- GOAL: Entries follow. Set all of them down as they stand.
=====
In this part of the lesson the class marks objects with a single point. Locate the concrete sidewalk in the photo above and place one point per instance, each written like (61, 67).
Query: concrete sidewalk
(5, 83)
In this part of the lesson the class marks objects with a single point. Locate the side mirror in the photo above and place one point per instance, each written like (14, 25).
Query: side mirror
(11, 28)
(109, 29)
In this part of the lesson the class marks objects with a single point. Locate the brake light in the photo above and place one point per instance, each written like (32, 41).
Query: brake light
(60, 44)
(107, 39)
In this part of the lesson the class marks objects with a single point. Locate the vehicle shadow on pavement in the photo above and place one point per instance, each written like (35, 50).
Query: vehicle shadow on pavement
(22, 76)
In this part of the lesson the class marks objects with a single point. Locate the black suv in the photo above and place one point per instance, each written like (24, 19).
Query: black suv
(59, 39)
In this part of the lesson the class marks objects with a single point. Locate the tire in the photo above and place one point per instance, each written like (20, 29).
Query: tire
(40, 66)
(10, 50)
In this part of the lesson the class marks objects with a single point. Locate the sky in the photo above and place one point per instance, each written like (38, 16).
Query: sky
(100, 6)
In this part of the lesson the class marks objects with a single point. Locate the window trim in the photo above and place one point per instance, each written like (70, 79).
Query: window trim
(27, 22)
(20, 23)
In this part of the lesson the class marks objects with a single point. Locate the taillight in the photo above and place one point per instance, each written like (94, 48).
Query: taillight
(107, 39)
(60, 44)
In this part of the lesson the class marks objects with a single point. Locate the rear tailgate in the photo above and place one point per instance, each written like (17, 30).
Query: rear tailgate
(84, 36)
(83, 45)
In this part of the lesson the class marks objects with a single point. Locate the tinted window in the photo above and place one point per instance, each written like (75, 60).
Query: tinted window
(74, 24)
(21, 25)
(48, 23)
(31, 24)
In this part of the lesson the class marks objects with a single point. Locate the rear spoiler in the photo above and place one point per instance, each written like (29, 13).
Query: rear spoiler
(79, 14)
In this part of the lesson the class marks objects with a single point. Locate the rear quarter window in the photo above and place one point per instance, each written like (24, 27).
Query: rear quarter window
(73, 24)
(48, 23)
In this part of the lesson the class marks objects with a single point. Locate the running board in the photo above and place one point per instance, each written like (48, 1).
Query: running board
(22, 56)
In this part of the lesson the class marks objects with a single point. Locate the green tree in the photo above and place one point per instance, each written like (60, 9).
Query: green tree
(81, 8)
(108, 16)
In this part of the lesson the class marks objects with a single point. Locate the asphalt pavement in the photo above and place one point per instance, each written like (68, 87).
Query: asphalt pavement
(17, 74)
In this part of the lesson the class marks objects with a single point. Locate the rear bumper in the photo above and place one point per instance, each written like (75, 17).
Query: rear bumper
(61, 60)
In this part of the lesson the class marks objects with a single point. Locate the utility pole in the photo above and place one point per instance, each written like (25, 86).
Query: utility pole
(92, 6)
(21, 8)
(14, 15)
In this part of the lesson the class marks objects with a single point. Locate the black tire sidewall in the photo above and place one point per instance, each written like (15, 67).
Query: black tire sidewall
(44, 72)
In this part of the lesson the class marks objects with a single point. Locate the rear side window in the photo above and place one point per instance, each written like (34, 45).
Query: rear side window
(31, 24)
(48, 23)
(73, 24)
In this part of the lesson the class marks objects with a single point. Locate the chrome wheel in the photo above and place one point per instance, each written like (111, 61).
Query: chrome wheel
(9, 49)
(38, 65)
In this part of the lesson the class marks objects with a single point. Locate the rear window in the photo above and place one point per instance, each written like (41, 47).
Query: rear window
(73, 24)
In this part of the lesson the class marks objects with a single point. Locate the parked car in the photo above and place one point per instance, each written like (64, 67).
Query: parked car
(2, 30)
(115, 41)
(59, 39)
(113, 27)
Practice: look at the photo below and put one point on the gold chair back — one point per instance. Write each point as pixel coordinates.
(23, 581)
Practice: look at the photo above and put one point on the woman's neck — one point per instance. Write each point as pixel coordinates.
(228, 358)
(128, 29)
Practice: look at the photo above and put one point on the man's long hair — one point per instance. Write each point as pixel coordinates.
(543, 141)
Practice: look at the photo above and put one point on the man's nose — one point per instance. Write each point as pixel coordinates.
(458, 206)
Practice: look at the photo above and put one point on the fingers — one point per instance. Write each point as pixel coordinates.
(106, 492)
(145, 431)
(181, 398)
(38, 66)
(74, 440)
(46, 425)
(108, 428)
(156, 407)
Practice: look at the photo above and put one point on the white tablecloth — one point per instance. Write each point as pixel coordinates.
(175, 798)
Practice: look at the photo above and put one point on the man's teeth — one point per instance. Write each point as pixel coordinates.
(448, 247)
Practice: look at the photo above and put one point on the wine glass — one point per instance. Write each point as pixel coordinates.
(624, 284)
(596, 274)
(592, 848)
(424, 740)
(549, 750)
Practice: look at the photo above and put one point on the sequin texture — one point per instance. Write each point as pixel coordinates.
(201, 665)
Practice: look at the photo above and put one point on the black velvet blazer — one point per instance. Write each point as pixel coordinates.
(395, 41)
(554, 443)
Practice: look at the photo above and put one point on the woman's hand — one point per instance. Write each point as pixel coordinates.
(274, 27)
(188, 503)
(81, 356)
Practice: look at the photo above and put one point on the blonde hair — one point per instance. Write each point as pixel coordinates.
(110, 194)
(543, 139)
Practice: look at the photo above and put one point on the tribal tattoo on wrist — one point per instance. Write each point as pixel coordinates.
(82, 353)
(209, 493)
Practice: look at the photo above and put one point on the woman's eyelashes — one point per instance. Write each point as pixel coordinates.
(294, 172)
=====
- RESULT:
In this part of the lesson the class marks objects with a single point. Locate the concrete sidewalk in the photo above and place one point per instance, each written like (61, 67).
Query: concrete sidewalk
(5, 83)
In this part of the lesson the class marks objects with a single point. Locate the side mirror in the photo above and place one point per instance, each written like (14, 25).
Query: side mirror
(11, 28)
(109, 29)
In this part of the lesson the class marks objects with a single point. Locate the brake light in the photo above and place one point per instance, each written like (32, 41).
Query: brake light
(60, 44)
(107, 39)
In this part of the lesson the class marks objects with a single point. Locate the vehicle shadow on pavement in the photo above and place one point per instance, each written like (35, 50).
Query: vehicle shadow on pavement
(22, 76)
In this part of the lesson the class marks objects with a single point. Locate the black suv in the photo above and place one point per instance, each written like (24, 19).
Query: black suv
(59, 39)
In this part of the lesson the class marks objects with a single point. Locate the tire in the photo above and place one point per instance, each written like (20, 29).
Query: tire
(40, 66)
(10, 50)
In this part of the lesson the class marks objects with a single point. Locate the sky in the photo above and place one point per instance, each written like (38, 16).
Query: sky
(100, 6)
In this part of the lesson the class marks objects with a single point. Locate the window trim in the photo above and place one point per instance, each written like (70, 79).
Query: window trim
(27, 22)
(20, 23)
In this part of the lesson the class marks objects with a single point. Locate the taillight in the photo above and place one point per instance, each written like (94, 48).
Query: taillight
(107, 39)
(60, 44)
In this part of the lesson the class marks objects with a single point. Locate the rear tailgate in the photo above and place one point per instance, each written like (17, 30).
Query: rear tailgate
(84, 36)
(83, 45)
In this part of the lesson the class marks objects with a single point. Locate the tinted window in the photo above and place one point per instance, each written like (75, 60).
Query: tinted window
(74, 24)
(21, 25)
(48, 23)
(31, 24)
In this part of the lesson the class marks objects with a single point. Locate the rear spoiler in the photo above and place one point per instance, each written like (29, 13).
Query: rear spoiler
(79, 14)
In this part of the lesson the class marks objects with a single point. Locate the rear quarter window in the photo above and place one point per instance, each written like (24, 27).
Query: rear quarter window
(73, 24)
(48, 23)
In this part of the lesson the class marks objects with a single point. Locate the running board in the photo above and place one point per instance, each written like (48, 1).
Query: running board
(22, 56)
In this part of the lesson the class marks objects with a single point. Locate the green tree in the photo above and place one point per instance, each written like (60, 9).
Query: green tree
(81, 8)
(108, 16)
In this part of the lesson the class marks objects with a single point. Locate the asphalt pavement in the photo above and place one point per instance, each written like (68, 87).
Query: asphalt pavement
(17, 74)
In this part of the lesson the class marks objects with a single point. Locate the rear bumper in the photo above and place one point per instance, each written like (75, 17).
Query: rear bumper
(61, 60)
In this part of the lesson the class marks objects with a single point. Locate the utility pole in the photo above and place one point per instance, each written like (25, 86).
Query: utility pole
(92, 6)
(21, 8)
(14, 15)
In this part of the lesson the class marks objects with a single point. Locate the black tire sidewall in the photo above and place one point per instance, each written like (15, 67).
Query: black tire sidewall
(44, 72)
In this part of the lesson the class marks objects with a single point. Locate the rear side window in the photo above and place one point per instance, each written like (34, 45).
Query: rear side window
(31, 24)
(48, 23)
(73, 24)
In this part of the lesson the class marks objects with a single point. Locate the chrome wheel in the photo above and place one point per instance, each written like (111, 61).
Query: chrome wheel
(9, 49)
(38, 65)
In this part of the lesson the class marks objects with a single point. Locate the rear window in the photo above and place one point per instance, each written like (41, 47).
Query: rear window
(73, 24)
In this part of the lesson the class marks objects with a single point. Locate the parked car in the photo above and place one point per instance, each written like (64, 67).
Query: parked car
(2, 30)
(115, 41)
(59, 39)
(113, 27)
Practice: look at the photo below and put one point on the gold chair back — one point per instance. Write each point as pixel coordinates.
(23, 581)
Practice: look at the photo above and put one point on the woman's neck — one point per instance. Write each point as pixel coordinates.
(228, 358)
(128, 29)
Practice: look at the photo above and put one point on the man's long hair — one point per instance. Write each point as pixel coordinates.
(543, 141)
Practice: look at the photo above and put one point on the man's nose — one point per instance. Write each point as pixel coordinates.
(458, 206)
Practice: look at the photo above and put one point on the fingers — one point per instance. Write each point as pixel coordinates.
(106, 492)
(145, 431)
(181, 398)
(38, 66)
(74, 440)
(46, 425)
(108, 428)
(156, 407)
Practice: look at the photo above and put one point on the white tablecloth — one point per instance. Write each point as pixel coordinates.
(175, 798)
Practice: look at the photo above and put one point on the man's teeth — one point per instance. Write each point as pixel coordinates.
(448, 247)
Practice: look at the photo above and put one point on the wine glass — one point per instance. Write each point as pixel coordinates.
(624, 284)
(596, 274)
(592, 848)
(424, 740)
(549, 750)
Practice: look at the photo above and put one point on the sequin texture — one point per instance. Write each point as pixel coordinates.
(201, 665)
Practice: look at the photo above and put one point on the black velvet blazer — one point per instance. Write each point as pixel coordinates.
(395, 41)
(554, 443)
Practice: look at the photo above and put one point on the woman's hand — one point per instance. Write each point as pixel coordinates.
(274, 27)
(188, 503)
(81, 356)
Practice: look at the photo above and put one point on the blonde hair — one point per instance. Write each point as pixel coordinates.
(110, 194)
(543, 139)
Practice: look at the photo above and put one point on the tribal tattoo on wrist — one point per instance. Write each point as pixel coordinates.
(82, 353)
(209, 493)
Practice: look at the photo above and put one point on the woman's eyelashes — one point per instance. Write each point as pixel coordinates.
(294, 172)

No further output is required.